* INSTRUCTIONS FOR THE TASK
Pick out every line of the data below that contains the word "mirror", with case counting, and copy each of those lines.

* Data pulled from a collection
********************
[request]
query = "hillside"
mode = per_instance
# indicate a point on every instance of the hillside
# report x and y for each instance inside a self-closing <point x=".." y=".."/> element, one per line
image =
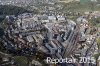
<point x="11" y="10"/>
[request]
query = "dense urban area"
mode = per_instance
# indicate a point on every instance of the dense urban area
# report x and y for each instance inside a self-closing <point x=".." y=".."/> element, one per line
<point x="31" y="31"/>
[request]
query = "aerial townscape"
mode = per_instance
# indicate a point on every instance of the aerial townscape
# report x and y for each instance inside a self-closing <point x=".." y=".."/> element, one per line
<point x="49" y="32"/>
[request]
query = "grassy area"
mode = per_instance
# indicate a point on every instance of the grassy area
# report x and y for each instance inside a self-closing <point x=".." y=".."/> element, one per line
<point x="98" y="41"/>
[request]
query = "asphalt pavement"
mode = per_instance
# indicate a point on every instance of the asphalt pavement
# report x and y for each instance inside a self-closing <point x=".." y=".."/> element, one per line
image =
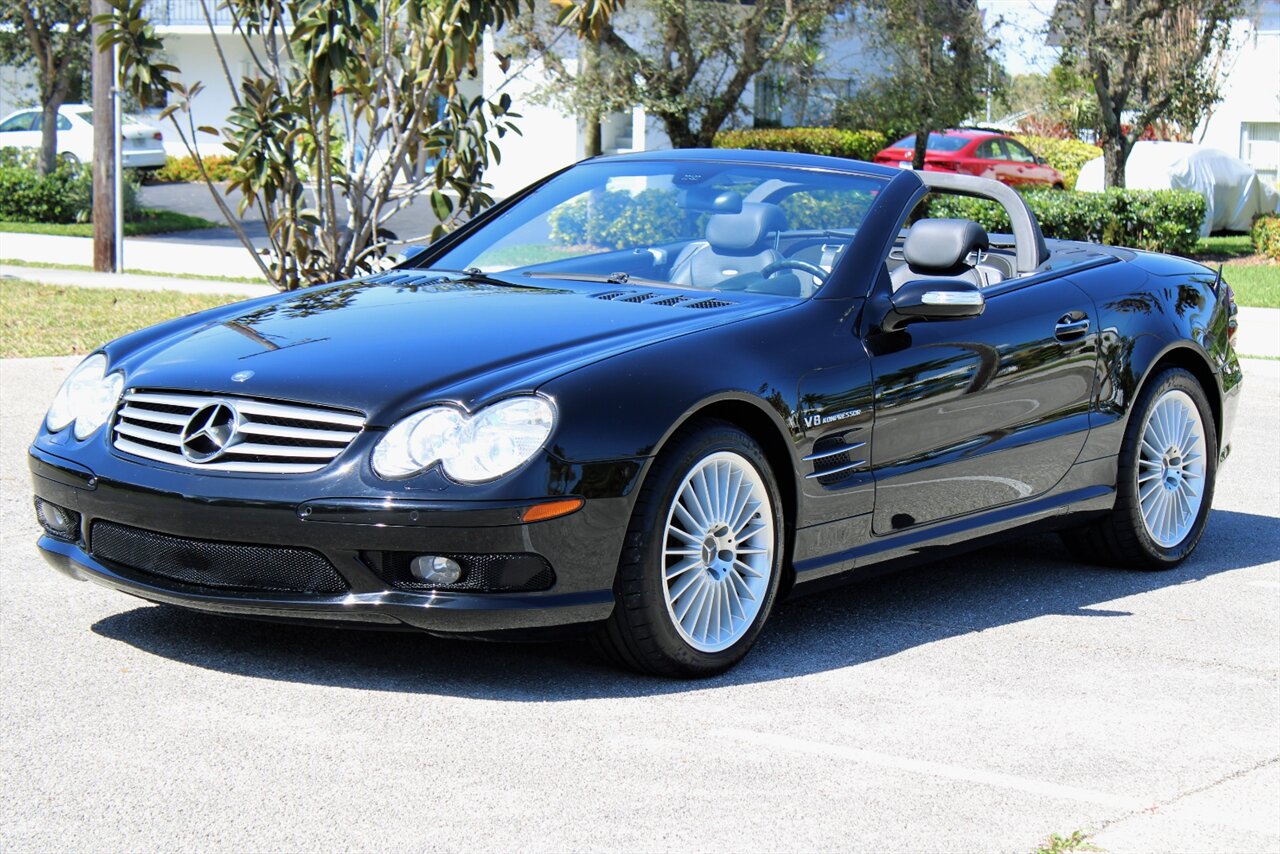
<point x="976" y="704"/>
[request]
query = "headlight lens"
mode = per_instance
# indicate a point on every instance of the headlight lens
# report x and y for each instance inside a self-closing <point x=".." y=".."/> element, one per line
<point x="485" y="446"/>
<point x="87" y="397"/>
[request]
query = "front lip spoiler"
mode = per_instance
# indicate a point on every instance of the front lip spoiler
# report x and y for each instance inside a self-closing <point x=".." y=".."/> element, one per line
<point x="437" y="612"/>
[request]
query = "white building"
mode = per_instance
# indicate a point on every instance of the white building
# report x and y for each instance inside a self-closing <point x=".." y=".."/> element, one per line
<point x="1247" y="122"/>
<point x="551" y="138"/>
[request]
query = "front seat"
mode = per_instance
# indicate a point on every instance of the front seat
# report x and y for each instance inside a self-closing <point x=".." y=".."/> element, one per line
<point x="736" y="243"/>
<point x="937" y="249"/>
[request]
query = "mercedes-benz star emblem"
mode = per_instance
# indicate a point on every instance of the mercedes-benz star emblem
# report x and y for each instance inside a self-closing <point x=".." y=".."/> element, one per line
<point x="209" y="432"/>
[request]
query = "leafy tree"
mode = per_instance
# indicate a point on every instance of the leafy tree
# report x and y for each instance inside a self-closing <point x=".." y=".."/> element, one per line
<point x="686" y="62"/>
<point x="940" y="60"/>
<point x="54" y="36"/>
<point x="351" y="109"/>
<point x="1147" y="60"/>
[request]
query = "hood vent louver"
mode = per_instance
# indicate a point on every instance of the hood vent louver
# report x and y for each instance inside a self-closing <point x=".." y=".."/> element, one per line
<point x="658" y="300"/>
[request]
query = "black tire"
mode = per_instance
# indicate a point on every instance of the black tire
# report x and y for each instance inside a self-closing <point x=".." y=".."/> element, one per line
<point x="640" y="634"/>
<point x="1120" y="538"/>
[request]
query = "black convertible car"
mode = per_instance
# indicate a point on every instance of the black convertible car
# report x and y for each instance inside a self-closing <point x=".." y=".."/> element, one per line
<point x="648" y="397"/>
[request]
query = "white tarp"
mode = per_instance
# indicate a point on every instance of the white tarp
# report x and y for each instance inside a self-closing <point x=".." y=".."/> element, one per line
<point x="1230" y="186"/>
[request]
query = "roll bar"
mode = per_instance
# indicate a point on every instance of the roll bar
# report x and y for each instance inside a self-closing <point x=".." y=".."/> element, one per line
<point x="1028" y="241"/>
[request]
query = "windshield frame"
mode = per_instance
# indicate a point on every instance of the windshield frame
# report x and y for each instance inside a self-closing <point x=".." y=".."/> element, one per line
<point x="727" y="160"/>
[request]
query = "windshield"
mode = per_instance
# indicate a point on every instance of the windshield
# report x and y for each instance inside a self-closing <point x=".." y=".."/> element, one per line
<point x="705" y="225"/>
<point x="937" y="142"/>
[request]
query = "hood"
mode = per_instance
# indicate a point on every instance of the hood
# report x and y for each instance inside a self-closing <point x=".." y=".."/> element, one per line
<point x="387" y="343"/>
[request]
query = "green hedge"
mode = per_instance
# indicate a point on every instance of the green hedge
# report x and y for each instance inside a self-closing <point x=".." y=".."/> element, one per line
<point x="63" y="196"/>
<point x="1265" y="236"/>
<point x="1064" y="155"/>
<point x="184" y="169"/>
<point x="833" y="142"/>
<point x="1160" y="220"/>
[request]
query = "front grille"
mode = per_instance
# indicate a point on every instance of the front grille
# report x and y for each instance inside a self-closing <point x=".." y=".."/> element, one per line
<point x="480" y="572"/>
<point x="225" y="566"/>
<point x="263" y="435"/>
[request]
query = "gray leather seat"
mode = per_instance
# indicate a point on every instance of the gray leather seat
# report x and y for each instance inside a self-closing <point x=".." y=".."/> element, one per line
<point x="937" y="249"/>
<point x="735" y="243"/>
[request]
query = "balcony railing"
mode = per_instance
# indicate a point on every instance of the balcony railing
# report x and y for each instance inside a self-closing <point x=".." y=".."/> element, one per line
<point x="186" y="13"/>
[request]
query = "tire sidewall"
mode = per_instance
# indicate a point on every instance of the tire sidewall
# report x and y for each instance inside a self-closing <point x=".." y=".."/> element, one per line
<point x="670" y="473"/>
<point x="1173" y="379"/>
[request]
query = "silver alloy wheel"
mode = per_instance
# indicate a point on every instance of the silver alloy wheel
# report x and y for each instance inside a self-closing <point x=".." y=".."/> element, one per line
<point x="1171" y="467"/>
<point x="718" y="551"/>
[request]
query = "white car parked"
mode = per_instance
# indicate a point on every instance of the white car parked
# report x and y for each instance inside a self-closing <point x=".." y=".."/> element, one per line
<point x="142" y="145"/>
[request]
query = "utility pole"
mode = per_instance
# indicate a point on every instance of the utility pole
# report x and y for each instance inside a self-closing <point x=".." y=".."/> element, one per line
<point x="104" y="147"/>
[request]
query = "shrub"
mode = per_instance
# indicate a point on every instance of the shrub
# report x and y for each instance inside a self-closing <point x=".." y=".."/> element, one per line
<point x="1265" y="236"/>
<point x="1064" y="155"/>
<point x="1160" y="220"/>
<point x="184" y="170"/>
<point x="63" y="196"/>
<point x="833" y="142"/>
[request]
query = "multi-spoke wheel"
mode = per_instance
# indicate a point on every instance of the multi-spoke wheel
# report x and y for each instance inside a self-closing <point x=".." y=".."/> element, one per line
<point x="1165" y="480"/>
<point x="1171" y="467"/>
<point x="718" y="557"/>
<point x="702" y="562"/>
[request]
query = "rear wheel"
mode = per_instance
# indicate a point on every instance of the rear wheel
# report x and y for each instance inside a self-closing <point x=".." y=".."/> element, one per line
<point x="1166" y="471"/>
<point x="702" y="558"/>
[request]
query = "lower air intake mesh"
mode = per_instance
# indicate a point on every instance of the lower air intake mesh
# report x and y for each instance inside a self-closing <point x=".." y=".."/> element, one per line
<point x="228" y="566"/>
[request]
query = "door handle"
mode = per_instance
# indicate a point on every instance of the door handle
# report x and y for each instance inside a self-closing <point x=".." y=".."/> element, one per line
<point x="1070" y="325"/>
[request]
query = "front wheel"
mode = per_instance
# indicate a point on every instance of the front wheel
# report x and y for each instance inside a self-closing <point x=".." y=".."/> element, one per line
<point x="1166" y="471"/>
<point x="702" y="558"/>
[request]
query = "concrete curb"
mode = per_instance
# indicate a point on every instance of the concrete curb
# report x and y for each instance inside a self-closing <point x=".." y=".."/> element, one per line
<point x="133" y="282"/>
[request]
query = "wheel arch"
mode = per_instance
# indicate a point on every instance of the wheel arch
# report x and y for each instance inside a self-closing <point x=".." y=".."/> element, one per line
<point x="763" y="424"/>
<point x="1194" y="362"/>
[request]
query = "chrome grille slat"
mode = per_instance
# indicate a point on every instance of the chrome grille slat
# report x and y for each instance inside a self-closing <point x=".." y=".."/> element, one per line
<point x="149" y="434"/>
<point x="154" y="415"/>
<point x="146" y="425"/>
<point x="296" y="433"/>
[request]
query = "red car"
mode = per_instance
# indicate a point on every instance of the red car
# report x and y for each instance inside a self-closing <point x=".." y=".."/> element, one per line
<point x="976" y="153"/>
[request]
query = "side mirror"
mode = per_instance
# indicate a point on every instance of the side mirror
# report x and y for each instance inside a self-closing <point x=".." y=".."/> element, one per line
<point x="933" y="300"/>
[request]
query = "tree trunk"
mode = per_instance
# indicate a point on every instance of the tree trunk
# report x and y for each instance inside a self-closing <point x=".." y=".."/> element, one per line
<point x="104" y="150"/>
<point x="593" y="144"/>
<point x="48" y="160"/>
<point x="922" y="145"/>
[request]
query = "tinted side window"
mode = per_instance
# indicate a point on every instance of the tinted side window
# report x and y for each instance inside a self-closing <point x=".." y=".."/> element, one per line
<point x="21" y="122"/>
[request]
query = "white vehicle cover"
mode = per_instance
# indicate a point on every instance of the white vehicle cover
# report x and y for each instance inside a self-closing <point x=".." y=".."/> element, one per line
<point x="1230" y="186"/>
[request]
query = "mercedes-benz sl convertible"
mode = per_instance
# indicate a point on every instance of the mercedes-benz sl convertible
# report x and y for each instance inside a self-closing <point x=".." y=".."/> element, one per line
<point x="647" y="398"/>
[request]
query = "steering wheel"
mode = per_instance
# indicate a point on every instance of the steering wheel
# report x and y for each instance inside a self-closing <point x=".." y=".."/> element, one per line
<point x="795" y="264"/>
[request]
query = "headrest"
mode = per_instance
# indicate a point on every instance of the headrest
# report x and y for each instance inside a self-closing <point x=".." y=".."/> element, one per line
<point x="745" y="231"/>
<point x="942" y="243"/>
********************
* OUTPUT OF THE TASK
query = "side mirror"
# indicate a point on every instance of the side mirror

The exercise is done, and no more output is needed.